• SOURCE EXTRACT
Have your solar electricity and eat tomatoes, too?


Growing food and generating power in communities is often treated as an either-or option, especially if enclosures like greenhouses are used. Opaque PV modules create shade issues. Even with the use of transparent back sheets and a lower cell coverage ratio, a separate module and mounting system creates additional costs on a greenhouse, and may not admit the right spectrum of light that plants need to effectively grow. The same problem of useful light for plants exist with present building integrated PV systems.

A demonstration of solar powered greenhouses by the University of California, Santa Cruz (UCSC) addresses these challenges by using plastic-constructed greenhouses, including the photovoltaic cell containing panels, with only a small percentage of surface areas covered with PV cells and the rest treated with a translucent material that will transmit the photovoltaic spectrum to the cells, while allowing a pass thru of sufficient photosynthesis wavelength for effective plant growth.

The technology is called Wavelength-Selective Photovoltaic System (WSPV) by USCS, as described in their findings published in the American Geophysical Union’s journal Earth’s Future. The glazing system has a 12% silicon PV cell coverage with the remaining 88% treated with a luminescent solar concentrator (LSC) that has an 4% effective system factor. The theoretical efficiency is estimated to be 9.4%, and a 7% efficiency considered commercially feasible. Cost factors are significant in that a square meter bof WSPV can cost as low as $45/square meter, divided by $30 for PV cells, $10 for the LSC and $5 for the remaining materials. This would compare to $300/ m2 for smaller scale 90% cell coverage PV systems. Further cost reductions may be realized by using thin film PV instead of silicon. The visual result of WSPV is a striking magenta color.

The USCS study reported little or no difference in plant growth compared to a control greenhouse, and possible collateral benefits like reduced water usage. WSPV applications are scalable from backyard or community greenhouses up to multi-acre commercial farms. Commercialization of WSPV systems can lead to a multiplying factor in sustainably growing food and generating electricity.

• PROVIDED RECORDS
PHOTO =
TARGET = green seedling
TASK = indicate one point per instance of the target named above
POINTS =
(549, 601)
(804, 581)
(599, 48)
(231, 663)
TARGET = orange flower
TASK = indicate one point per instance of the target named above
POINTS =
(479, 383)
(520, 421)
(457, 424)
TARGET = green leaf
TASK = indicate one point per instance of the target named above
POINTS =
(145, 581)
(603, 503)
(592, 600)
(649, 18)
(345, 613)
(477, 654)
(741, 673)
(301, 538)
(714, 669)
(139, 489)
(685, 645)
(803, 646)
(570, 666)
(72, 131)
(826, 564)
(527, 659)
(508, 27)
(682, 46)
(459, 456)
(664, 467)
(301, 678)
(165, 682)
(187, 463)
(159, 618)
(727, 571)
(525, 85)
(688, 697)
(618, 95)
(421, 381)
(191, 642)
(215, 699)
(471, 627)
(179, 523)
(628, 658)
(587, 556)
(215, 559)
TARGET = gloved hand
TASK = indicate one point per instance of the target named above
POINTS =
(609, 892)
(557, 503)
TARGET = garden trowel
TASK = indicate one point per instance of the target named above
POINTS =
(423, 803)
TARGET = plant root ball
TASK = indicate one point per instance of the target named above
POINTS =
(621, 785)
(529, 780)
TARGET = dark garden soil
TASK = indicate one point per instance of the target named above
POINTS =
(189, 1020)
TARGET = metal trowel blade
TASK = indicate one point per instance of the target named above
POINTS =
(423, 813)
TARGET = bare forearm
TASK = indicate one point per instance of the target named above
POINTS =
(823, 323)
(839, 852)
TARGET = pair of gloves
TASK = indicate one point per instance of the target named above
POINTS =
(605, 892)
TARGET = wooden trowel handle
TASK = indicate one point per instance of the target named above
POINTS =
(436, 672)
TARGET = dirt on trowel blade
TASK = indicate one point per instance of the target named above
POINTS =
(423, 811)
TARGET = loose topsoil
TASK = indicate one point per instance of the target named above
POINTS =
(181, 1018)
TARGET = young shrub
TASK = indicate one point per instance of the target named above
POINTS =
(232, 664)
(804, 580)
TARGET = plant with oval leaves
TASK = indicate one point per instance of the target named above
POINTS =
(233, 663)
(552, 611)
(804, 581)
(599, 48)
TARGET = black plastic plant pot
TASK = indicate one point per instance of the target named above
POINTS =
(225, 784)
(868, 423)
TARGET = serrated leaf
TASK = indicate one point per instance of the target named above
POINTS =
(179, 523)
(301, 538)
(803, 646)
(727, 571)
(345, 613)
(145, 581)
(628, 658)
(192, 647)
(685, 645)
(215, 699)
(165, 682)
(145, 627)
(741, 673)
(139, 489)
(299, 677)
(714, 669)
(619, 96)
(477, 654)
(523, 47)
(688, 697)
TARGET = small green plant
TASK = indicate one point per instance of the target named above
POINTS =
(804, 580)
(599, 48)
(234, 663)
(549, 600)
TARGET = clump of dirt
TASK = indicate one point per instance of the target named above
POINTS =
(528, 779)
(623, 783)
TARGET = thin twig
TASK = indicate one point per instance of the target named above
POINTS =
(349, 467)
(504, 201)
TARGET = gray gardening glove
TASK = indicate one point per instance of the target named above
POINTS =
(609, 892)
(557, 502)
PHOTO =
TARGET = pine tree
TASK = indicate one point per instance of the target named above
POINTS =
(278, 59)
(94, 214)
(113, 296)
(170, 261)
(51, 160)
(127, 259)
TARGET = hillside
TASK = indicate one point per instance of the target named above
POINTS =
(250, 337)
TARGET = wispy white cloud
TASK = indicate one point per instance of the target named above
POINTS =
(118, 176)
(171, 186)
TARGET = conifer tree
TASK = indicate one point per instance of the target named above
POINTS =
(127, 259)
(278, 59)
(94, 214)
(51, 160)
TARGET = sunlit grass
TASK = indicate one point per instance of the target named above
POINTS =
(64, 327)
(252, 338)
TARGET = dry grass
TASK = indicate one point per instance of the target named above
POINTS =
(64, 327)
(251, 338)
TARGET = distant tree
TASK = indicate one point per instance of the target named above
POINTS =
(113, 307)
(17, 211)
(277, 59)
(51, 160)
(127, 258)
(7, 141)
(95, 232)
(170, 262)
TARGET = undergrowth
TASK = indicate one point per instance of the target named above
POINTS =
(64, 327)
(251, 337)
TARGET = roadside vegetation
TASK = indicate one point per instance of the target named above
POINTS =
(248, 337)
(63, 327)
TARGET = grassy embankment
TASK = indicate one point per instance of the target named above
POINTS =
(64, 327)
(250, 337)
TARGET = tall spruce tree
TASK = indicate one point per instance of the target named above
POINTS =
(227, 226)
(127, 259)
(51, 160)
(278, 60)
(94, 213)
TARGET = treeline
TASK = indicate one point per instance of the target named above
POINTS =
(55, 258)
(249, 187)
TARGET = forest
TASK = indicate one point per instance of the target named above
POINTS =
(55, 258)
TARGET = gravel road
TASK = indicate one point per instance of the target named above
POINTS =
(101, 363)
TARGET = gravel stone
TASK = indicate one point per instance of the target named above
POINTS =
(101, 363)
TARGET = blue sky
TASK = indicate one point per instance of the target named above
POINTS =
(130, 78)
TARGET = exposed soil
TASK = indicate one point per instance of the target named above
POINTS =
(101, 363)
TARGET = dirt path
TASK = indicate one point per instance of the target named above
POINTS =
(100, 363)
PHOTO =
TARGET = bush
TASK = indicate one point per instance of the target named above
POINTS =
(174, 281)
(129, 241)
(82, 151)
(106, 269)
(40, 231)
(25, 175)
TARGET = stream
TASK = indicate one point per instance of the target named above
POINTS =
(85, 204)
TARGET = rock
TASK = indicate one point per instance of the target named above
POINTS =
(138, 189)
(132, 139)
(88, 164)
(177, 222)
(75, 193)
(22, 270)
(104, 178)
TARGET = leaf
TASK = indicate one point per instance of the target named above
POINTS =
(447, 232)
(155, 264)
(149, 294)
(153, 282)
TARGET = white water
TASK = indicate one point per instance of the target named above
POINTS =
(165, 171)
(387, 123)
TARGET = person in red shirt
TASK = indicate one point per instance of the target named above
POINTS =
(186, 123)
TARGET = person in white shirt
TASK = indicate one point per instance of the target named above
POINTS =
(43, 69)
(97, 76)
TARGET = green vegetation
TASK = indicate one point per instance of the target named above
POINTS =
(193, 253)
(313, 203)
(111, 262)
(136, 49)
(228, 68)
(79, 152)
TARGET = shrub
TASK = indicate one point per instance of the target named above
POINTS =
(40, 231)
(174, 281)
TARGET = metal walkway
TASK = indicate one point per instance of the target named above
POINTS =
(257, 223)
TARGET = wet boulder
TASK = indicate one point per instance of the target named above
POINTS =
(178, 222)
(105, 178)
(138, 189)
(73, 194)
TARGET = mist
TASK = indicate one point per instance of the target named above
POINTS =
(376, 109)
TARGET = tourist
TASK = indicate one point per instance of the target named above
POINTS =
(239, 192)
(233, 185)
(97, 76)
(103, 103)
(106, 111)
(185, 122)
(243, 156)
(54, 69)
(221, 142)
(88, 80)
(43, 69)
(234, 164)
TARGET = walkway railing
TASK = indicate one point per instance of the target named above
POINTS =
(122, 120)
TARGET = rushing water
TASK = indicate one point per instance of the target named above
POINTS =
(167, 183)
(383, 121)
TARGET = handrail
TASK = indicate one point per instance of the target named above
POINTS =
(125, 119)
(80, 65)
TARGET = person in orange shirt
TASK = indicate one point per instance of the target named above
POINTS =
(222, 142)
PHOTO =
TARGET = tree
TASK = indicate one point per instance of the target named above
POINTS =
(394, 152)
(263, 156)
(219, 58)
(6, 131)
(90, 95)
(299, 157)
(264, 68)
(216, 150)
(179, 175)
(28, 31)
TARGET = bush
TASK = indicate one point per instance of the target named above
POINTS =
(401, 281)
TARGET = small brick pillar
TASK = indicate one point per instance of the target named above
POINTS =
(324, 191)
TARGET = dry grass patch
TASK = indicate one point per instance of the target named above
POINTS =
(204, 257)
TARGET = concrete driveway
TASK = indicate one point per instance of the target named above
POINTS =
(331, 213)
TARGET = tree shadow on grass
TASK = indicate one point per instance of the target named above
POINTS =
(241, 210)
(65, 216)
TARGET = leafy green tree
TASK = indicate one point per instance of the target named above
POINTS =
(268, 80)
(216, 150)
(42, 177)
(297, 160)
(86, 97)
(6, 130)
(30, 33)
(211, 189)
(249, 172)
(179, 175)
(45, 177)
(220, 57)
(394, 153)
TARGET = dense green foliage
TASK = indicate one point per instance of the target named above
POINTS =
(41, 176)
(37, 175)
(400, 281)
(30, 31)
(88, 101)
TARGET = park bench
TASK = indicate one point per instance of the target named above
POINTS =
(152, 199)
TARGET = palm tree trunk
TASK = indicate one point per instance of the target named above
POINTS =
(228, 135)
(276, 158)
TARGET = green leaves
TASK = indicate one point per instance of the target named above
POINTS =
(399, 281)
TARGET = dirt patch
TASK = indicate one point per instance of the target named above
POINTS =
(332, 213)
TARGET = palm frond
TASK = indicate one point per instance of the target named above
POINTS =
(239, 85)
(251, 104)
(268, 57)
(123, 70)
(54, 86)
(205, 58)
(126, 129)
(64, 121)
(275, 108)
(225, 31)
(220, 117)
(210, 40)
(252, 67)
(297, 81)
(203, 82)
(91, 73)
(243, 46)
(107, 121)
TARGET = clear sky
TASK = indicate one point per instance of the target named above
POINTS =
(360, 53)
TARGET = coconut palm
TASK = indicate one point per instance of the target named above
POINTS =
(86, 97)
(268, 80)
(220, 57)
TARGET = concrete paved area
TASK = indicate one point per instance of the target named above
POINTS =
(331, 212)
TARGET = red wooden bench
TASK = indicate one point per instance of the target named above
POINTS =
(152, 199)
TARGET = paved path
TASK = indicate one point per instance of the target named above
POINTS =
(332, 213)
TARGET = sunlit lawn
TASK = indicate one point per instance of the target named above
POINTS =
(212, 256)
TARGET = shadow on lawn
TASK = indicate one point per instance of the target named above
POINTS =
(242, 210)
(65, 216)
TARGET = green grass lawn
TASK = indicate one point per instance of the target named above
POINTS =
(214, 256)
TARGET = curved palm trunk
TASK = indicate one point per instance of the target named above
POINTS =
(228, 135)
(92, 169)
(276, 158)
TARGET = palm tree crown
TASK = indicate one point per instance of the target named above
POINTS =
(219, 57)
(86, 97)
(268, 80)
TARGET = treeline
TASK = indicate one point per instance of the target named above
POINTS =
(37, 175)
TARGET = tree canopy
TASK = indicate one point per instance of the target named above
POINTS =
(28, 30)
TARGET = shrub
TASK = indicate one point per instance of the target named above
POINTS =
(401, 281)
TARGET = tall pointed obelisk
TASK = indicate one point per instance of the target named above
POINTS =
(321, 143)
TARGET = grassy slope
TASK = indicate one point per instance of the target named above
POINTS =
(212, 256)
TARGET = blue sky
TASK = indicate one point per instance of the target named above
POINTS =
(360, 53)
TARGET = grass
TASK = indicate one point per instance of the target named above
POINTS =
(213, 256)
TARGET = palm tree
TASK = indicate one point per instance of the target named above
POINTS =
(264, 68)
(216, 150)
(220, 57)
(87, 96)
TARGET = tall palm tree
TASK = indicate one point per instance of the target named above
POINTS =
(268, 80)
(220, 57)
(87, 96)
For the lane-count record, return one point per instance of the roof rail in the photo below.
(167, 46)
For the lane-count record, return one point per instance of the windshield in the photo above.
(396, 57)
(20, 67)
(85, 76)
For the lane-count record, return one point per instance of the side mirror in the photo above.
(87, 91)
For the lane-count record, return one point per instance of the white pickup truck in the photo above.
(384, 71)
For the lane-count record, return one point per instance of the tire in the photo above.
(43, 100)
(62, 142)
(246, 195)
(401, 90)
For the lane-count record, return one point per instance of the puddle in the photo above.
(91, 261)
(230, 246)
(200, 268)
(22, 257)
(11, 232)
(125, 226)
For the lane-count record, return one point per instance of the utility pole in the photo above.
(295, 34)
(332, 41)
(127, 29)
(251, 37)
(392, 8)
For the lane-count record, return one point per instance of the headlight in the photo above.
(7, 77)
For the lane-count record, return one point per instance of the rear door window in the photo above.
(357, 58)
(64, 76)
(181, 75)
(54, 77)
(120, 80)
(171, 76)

• INSTRUCTIONS
1) In the solar greenhouse text, what share of the glazing system is covered by silicon PV cells?
2) Return the part of the solar greenhouse text that begins at the words "Have your solar" and ends after the words "integrated PV systems.", copied exactly.

• ANSWERS TO THIS EXERCISE
1) 12%

2)
Have your solar electricity and eat tomatoes, too?


Growing food and generating power in communities is often treated as an either-or option, especially if enclosures like greenhouses are used. Opaque PV modules create shade issues. Even with the use of transparent back sheets and a lower cell coverage ratio, a separate module and mounting system creates additional costs on a greenhouse, and may not admit the right spectrum of light that plants need to effectively grow. The same problem of useful light for plants exist with present building integrated PV systems.